Avec sa nouvelle extension, le musée d’art moderne et contemporain britannique veut se propulser, plus que jamais, à la fois au rang d’acteur local et de vitrine pour le monde.
LONDRES - La capitale britannique se décrit souvent comme une « ville-monde », et son nouveau maire, Sadiq Khan, n’a pas manqué de le rappeler lors de la conférence de presse pour l’inauguration de l’extension de la Tate Modern, le 14 juin dernier. La Tate ambitionne, elle, d’être à la fois un « musée-monde » et un musée local. En a-t-elle les moyens ?
Un atout pour Londres
La Tate Modern est indiscutablement un musée-local au sens d’une locomotive pour son environnement proche. D’une certaine façon, elle a provoqué un effet Bilbao à l’échelle du quartier. Grâce au musée, le district, en bordure de la Tamise, ne ressemble plus du tout à ce qu’il était lors de la fermeture de l’usine électrique en 1981, ni même à l’ouverture du musée en 2000. Les immeubles ont poussé comme des champignons tout autour et le quartier est devenu un lieu de promenade. L’extension, signée Herzog & de Meuron – le même duo d’architectes suisses qui avait réhabilité l’usine –, s’intègre parfaitement à la fois au bâtiment existant et à son environnement. Le revêtement en briques qui recouvre la nouvelle tour de dix étages en forme de pyramide, forme une continuité avec celui de l’ancienne usine (avec cependant une trame différente sous forme de treille).
Il y a du monde qui déambule dans ce musée et beaucoup de Londoniens, c’est d’ailleurs une des raisons qui a poussé le directeur général des différentes Tate Nicholas Serota à lancer l’extension quatre ans seulement après l’ouverture. Après un record de visiteurs en 2014 à 5,8 millions d’entrées, la fréquentation a cependant chuté à moins de 5 millions en 2015 derrière le British Museum (6,7 millions) et la National Gallery (6 millions). Il faut dire que l’accès aux collections permanentes est gratuit et qu’il y a beaucoup à voir. De sorte que les visiteurs viennent tant pour la promenade en bord de Tamise que pour admirer les œuvres en accès libre. On peut déjà parier que le dixième étage, qui offre une vue panoramique sur la ville, va constituer une nouvelle attraction.

Consignes —
1. Les affirmations suivantes concordent-elles avec l'article sur la Tate Modern ? Pour chacune, répondez par oui ou non et citez les mots décisifs du texte.
(a) L'usine électrique a fermé en 1981.
(b) En 2015, la Tate Modern a accueilli plus de visiteurs que le British Museum.
(c) La nouvelle tour compte dix étages.
2. Quelles sont toutes les années écrites en chiffres dans l'article sur la Tate Modern ?

Données fournies —
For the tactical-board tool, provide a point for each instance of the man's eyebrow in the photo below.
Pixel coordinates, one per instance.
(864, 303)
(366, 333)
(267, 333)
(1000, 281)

* * *

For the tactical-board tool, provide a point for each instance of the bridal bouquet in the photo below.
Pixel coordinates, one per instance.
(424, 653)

Réponses —
1.
(a) Oui : « lors de la fermeture de l’usine électrique en 1981 ».
(b) Non : « la fréquentation a cependant chuté à moins de 5 millions en 2015 derrière le British Museum (6,7 millions) ».
(c) Oui : « la nouvelle tour de dix étages en forme de pyramide ».

2. 1981, 2000, 2014, 2015